▶ Instructions to follow
Turn the lines below that fall between the line containing "Note to the class: point at the woman in pink" and the line containing "<point>302,377</point>", inclusive, into a numbered list, and omit any blank lines.

Pointing dataset records:
******************************
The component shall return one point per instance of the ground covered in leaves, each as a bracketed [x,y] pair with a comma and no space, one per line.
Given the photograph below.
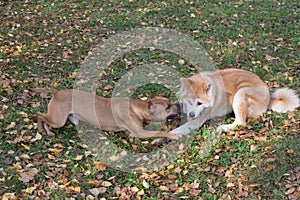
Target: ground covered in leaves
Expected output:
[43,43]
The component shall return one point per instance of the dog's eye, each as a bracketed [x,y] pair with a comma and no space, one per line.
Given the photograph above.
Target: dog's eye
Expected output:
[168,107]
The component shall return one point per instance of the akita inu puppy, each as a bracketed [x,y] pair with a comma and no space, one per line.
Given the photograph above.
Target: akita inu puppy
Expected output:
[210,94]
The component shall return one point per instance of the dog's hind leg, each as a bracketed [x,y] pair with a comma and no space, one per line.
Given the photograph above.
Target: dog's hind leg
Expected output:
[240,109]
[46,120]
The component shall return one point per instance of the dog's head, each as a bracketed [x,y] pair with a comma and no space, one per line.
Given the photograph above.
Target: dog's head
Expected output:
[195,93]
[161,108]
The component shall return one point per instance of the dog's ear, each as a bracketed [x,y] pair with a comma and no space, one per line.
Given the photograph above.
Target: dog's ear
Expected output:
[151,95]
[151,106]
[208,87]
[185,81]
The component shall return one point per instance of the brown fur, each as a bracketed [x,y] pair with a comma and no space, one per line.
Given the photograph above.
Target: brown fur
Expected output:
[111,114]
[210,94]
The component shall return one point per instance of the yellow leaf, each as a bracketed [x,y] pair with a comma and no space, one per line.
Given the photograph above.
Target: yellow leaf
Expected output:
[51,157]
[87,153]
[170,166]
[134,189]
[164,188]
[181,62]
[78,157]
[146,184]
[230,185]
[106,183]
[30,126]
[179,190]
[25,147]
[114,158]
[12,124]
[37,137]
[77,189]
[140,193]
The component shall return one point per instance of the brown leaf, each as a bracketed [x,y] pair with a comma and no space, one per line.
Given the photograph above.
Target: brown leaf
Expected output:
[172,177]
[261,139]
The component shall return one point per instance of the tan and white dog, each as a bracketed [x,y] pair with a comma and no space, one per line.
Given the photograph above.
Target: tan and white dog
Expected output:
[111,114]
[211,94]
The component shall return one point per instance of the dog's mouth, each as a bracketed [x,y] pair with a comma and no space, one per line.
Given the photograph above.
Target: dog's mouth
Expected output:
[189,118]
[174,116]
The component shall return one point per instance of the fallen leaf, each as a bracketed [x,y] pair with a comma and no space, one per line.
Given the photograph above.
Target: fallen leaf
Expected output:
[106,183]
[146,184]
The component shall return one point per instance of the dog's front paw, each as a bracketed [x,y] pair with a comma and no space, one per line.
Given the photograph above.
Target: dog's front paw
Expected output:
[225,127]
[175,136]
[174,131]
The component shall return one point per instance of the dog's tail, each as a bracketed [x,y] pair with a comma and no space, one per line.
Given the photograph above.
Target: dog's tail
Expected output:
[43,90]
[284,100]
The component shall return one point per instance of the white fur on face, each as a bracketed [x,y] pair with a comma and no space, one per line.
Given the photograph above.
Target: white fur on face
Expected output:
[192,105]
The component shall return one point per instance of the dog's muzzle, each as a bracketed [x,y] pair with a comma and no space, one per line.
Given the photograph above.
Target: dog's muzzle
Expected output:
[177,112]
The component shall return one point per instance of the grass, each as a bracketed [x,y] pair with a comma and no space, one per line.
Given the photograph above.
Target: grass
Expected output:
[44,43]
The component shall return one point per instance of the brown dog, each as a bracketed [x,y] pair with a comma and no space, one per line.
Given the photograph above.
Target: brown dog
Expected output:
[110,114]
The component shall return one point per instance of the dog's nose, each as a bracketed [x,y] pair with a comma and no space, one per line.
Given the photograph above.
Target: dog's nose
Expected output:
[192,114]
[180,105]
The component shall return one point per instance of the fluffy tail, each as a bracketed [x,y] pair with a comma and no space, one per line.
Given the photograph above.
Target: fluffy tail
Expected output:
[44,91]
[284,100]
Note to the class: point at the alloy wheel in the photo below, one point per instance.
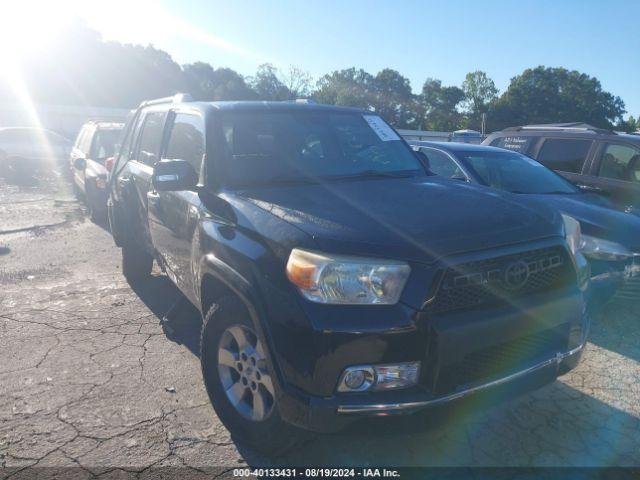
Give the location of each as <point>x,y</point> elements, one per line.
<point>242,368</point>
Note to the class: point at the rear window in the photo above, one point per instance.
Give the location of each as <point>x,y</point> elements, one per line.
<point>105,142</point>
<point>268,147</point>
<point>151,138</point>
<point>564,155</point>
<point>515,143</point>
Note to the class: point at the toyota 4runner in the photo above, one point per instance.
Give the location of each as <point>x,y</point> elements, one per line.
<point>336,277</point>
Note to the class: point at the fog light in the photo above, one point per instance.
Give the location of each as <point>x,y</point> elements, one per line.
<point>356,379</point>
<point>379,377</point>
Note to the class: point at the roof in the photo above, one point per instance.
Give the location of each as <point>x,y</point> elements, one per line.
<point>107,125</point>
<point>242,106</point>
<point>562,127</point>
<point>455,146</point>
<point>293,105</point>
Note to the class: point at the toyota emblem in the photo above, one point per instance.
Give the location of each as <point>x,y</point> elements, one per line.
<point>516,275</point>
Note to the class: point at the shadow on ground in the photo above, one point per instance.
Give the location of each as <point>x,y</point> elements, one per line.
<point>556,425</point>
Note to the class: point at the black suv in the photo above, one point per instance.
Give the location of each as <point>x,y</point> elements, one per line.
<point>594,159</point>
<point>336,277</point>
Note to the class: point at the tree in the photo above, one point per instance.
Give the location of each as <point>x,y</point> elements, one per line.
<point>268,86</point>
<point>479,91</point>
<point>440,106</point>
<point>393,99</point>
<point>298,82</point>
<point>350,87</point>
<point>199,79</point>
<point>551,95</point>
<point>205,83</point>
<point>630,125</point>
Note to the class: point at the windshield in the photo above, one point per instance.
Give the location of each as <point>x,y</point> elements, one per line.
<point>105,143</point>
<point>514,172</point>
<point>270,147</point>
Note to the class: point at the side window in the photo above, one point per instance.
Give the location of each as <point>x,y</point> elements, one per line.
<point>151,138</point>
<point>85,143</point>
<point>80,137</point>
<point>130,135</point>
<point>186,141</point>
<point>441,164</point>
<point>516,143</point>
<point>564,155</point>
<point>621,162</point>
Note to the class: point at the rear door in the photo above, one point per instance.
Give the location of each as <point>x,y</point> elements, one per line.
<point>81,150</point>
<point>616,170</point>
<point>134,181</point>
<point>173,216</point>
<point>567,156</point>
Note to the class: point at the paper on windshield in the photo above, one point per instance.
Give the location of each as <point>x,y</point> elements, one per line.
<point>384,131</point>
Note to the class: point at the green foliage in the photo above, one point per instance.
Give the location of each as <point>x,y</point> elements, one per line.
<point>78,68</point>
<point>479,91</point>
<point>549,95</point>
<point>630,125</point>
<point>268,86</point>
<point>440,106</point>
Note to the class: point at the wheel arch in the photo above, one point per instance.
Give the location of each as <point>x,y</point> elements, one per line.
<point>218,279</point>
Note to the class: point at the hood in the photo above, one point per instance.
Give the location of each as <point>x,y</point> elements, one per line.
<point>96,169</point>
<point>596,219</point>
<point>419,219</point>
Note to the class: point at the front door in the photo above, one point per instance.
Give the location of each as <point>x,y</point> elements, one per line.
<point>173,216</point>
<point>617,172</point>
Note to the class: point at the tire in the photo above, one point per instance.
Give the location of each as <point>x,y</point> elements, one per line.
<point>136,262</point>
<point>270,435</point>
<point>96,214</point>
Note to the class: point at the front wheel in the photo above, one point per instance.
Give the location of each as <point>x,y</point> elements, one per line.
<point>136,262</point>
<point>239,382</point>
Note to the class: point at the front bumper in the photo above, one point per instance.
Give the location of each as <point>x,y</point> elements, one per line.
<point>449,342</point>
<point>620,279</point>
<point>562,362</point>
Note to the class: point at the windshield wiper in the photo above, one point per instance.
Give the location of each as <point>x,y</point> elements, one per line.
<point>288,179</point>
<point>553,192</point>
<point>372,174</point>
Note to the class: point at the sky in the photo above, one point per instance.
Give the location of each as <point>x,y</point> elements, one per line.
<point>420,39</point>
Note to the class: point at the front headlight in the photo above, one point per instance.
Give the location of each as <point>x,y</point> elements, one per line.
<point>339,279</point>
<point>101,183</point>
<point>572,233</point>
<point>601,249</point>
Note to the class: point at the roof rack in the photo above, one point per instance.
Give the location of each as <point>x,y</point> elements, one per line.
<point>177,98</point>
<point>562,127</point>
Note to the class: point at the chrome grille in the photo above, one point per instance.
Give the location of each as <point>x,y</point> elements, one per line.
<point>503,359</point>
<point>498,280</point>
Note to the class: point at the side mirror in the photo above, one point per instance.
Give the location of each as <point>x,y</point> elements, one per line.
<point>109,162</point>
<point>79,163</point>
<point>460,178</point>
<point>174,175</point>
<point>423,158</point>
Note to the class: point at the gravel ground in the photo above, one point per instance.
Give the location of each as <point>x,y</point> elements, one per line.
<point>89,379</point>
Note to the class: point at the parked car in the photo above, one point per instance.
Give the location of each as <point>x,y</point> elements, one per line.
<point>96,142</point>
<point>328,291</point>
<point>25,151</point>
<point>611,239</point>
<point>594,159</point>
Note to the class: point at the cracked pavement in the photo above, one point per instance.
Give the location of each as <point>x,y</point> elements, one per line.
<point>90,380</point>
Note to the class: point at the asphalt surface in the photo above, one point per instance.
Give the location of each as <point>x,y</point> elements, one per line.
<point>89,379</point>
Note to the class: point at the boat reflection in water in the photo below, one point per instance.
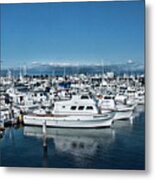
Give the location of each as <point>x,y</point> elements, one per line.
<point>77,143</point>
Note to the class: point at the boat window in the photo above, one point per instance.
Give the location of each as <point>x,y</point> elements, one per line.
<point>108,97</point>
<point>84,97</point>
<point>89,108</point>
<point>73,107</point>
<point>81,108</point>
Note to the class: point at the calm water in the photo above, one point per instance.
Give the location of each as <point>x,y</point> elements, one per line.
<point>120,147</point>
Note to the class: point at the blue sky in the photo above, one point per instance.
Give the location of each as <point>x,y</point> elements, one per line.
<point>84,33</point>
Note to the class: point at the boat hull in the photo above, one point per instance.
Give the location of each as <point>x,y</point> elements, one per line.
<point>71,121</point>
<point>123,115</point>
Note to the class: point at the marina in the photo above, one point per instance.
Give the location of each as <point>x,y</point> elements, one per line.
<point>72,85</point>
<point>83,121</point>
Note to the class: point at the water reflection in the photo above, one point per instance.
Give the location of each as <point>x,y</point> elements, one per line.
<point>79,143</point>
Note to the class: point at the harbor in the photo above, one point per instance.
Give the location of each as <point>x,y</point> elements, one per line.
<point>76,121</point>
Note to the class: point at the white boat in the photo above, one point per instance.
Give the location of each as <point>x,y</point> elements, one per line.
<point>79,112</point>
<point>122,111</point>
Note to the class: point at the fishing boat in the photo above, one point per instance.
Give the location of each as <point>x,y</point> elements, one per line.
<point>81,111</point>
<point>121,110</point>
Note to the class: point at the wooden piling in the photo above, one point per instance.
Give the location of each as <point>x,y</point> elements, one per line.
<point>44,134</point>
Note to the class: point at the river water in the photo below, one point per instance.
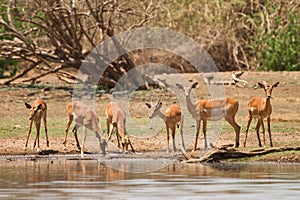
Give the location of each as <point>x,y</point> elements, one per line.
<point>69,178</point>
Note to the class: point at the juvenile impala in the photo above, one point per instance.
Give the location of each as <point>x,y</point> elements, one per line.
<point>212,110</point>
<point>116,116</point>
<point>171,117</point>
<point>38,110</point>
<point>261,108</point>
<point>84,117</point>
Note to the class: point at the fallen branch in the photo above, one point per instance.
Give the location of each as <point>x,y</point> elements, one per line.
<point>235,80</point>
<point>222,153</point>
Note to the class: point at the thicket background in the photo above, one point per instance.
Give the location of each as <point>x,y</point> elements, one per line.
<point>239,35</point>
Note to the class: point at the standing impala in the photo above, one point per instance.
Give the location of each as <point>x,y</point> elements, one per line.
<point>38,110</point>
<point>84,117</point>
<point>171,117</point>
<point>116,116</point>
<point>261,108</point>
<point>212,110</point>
******************************
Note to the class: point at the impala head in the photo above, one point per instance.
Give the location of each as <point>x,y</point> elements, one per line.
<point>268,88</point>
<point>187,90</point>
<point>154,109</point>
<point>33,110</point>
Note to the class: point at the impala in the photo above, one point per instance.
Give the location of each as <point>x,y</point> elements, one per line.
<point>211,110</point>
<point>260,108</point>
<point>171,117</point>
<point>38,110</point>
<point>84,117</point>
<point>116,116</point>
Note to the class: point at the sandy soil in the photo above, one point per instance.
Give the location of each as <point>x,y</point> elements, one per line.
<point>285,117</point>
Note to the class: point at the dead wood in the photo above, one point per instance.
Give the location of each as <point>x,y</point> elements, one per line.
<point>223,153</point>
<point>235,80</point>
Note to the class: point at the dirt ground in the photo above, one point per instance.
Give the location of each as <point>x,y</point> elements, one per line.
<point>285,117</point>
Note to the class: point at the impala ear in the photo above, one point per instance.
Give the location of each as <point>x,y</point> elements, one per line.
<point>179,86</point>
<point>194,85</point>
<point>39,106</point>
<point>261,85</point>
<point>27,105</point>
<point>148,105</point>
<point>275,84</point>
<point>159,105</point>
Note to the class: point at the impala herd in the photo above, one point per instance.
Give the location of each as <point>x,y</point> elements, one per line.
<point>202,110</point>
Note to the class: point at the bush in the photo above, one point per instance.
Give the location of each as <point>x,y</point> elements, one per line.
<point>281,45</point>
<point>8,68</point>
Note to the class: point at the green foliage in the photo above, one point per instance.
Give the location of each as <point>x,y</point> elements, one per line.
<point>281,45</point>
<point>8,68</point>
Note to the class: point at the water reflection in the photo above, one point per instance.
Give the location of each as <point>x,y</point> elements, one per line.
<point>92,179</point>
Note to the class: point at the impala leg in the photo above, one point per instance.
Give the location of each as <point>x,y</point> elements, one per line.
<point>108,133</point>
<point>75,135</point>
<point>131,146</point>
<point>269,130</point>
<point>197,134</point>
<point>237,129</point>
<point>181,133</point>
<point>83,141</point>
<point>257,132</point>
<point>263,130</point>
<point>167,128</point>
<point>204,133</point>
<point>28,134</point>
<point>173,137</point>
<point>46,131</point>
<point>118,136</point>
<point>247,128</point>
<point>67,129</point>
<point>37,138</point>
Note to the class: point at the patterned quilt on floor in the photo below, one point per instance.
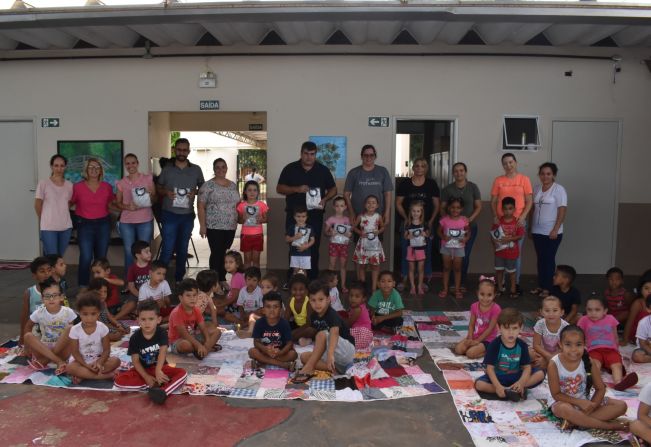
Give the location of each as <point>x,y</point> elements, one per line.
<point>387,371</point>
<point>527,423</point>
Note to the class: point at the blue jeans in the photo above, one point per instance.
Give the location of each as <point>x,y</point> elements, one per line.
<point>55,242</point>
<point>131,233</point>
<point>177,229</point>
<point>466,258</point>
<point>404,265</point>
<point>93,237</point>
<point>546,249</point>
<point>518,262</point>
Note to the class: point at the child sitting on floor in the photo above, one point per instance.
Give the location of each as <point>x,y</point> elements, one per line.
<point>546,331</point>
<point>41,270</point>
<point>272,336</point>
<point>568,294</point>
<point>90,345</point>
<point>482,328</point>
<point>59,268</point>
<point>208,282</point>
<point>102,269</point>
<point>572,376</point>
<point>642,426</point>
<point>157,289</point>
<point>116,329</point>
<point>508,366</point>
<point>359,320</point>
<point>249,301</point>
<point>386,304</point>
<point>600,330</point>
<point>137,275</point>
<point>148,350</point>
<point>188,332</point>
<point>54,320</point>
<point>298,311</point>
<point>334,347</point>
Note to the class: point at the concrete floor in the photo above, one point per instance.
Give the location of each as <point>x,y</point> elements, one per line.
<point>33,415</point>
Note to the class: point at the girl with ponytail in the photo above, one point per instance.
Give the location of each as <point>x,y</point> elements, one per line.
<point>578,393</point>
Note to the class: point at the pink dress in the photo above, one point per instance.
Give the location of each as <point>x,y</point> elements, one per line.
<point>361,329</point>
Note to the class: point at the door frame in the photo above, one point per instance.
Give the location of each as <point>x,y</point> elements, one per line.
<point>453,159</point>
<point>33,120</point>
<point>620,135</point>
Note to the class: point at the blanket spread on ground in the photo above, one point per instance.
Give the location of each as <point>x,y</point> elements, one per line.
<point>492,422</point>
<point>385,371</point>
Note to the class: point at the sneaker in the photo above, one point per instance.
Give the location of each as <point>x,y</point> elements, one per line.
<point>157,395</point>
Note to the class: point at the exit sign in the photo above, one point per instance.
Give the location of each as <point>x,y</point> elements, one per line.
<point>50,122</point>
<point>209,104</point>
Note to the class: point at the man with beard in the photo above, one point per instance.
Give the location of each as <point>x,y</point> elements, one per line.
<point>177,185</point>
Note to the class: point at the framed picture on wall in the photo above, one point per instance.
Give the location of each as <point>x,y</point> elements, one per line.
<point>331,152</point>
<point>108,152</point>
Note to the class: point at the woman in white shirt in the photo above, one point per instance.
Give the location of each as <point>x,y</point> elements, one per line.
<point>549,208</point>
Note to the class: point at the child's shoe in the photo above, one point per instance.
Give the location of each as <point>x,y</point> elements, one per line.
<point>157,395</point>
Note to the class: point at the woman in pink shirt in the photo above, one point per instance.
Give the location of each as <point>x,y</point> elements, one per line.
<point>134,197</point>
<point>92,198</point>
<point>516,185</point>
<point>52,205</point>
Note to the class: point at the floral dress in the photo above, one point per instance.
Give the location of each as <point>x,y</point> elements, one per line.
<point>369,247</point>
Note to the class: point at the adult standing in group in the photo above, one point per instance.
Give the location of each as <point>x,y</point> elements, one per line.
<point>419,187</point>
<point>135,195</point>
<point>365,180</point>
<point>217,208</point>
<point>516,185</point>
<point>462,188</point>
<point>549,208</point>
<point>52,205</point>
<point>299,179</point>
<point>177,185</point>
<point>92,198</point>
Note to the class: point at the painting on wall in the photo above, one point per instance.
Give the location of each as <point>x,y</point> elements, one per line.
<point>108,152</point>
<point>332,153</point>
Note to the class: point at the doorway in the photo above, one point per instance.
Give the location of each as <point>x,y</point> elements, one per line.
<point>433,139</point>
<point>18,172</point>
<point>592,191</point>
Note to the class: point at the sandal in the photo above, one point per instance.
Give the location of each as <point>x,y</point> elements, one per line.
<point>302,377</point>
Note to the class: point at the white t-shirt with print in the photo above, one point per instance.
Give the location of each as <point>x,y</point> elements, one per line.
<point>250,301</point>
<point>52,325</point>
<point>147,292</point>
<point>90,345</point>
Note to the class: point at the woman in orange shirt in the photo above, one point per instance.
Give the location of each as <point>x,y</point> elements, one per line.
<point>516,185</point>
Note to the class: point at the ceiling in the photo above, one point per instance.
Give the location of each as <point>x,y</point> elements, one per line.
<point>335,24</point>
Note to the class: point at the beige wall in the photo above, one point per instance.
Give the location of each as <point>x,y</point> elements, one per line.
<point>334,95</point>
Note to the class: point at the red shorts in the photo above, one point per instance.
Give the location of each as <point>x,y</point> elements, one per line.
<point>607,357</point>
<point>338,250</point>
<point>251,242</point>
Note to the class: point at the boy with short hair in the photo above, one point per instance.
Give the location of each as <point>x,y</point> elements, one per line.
******************************
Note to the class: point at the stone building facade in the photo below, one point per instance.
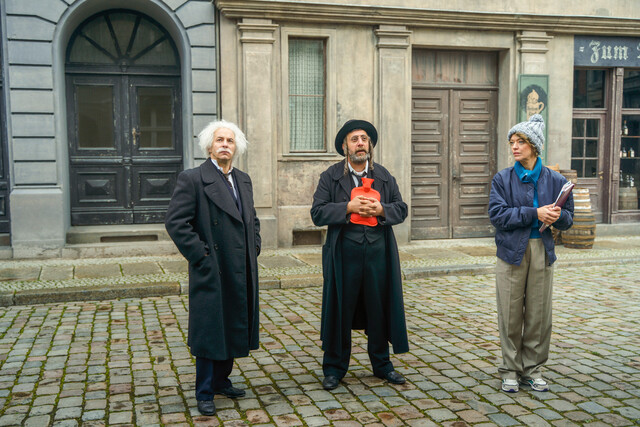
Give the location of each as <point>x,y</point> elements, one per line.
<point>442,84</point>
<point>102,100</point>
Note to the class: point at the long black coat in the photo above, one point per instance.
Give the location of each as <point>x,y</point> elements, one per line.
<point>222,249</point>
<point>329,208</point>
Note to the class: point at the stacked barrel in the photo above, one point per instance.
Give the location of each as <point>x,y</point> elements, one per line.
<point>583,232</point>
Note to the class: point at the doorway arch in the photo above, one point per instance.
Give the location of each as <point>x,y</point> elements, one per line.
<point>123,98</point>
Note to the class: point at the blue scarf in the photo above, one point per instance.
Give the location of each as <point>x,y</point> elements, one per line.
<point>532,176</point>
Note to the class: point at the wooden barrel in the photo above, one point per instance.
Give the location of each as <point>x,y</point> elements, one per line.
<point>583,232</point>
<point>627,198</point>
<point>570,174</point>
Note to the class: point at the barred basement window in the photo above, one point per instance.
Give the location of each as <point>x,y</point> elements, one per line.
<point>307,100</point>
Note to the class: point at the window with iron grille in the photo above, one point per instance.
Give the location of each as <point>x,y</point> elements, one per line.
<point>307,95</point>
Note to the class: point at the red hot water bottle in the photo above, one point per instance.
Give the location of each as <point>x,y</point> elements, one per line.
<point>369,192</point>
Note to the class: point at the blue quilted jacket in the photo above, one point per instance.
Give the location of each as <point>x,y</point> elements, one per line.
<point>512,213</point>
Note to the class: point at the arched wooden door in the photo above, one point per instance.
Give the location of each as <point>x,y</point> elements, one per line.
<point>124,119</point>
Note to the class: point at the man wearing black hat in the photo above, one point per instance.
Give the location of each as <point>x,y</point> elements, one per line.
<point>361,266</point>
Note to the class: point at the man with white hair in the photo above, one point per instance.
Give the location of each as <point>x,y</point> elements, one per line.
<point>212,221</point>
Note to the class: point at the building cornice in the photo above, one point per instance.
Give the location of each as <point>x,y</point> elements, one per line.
******************************
▶ Solution
1. Note to the class: point at the woman in pink shirt in the photo above, one point per instance.
2. Give the location of each as <point>x,y</point> elements, one per line.
3. <point>134,197</point>
4. <point>92,198</point>
5. <point>516,185</point>
6. <point>52,205</point>
7. Note to the class: point at the floral dress in the photo above, one point per instance.
8. Give the location of each as <point>x,y</point> elements, one per line.
9. <point>369,247</point>
10. Note to the class: point at the adult standing in group in the photo above, one point per instance.
11. Give the location of each as <point>x,y</point> elements, one per line.
12. <point>419,187</point>
13. <point>135,195</point>
14. <point>365,180</point>
15. <point>217,208</point>
16. <point>516,185</point>
17. <point>462,188</point>
18. <point>549,208</point>
19. <point>52,205</point>
20. <point>299,179</point>
21. <point>177,185</point>
22. <point>92,198</point>
23. Note to the class: point at the painting on wall in the photo above, one point per instance.
24. Give the location of each as <point>x,y</point> elements, one per line.
25. <point>108,152</point>
26. <point>332,153</point>
27. Note to the class: point at the doorway in the photo above, one point per instance.
28. Give the location of each as <point>x,y</point> elements, one per line.
29. <point>433,139</point>
30. <point>18,172</point>
31. <point>592,191</point>
32. Note to the class: point at the sandal in the photo above, one point per instance.
33. Give the location of each as <point>x,y</point> elements, one per line.
34. <point>302,377</point>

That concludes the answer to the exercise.